*** Begin section ***
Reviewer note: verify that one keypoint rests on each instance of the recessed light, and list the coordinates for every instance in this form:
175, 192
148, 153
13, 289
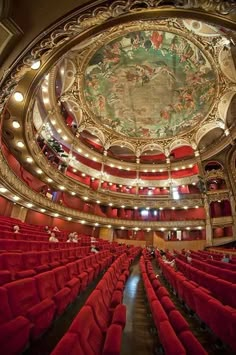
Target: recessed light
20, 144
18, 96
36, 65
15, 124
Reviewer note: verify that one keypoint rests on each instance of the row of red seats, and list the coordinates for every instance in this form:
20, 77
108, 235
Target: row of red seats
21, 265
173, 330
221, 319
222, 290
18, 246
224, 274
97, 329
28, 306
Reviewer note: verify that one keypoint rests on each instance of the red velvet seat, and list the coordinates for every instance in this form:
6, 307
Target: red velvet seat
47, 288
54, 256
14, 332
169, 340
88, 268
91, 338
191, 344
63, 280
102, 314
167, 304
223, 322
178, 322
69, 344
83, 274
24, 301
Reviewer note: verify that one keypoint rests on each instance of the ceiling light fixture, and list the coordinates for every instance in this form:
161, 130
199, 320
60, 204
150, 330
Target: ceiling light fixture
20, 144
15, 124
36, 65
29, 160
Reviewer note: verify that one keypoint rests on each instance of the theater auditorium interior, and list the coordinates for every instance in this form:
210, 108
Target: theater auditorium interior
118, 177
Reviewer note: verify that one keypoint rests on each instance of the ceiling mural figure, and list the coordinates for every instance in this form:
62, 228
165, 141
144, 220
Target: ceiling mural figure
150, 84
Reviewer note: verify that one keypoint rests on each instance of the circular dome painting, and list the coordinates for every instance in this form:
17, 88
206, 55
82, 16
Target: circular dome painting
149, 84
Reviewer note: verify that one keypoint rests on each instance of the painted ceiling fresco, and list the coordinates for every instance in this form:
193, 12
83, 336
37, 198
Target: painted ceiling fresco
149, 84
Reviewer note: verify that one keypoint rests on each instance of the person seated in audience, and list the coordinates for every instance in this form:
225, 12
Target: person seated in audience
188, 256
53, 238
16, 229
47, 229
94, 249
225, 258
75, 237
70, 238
*** End section ***
*** Begin section ***
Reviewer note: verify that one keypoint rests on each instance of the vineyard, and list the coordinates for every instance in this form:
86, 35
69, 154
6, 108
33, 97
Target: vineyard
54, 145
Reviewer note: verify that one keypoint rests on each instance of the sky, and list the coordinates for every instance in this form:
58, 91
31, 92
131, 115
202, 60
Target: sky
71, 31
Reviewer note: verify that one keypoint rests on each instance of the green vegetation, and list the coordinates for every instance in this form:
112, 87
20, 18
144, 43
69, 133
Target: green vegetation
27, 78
*** End section ***
*** Begin section ***
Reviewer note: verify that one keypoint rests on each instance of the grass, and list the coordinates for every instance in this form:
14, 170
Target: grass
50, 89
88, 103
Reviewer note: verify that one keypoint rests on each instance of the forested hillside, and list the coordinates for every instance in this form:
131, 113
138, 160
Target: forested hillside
*** End section ***
Find how many of the lines above have the word "forested" in them. State only that number.

» Solution for this problem: 2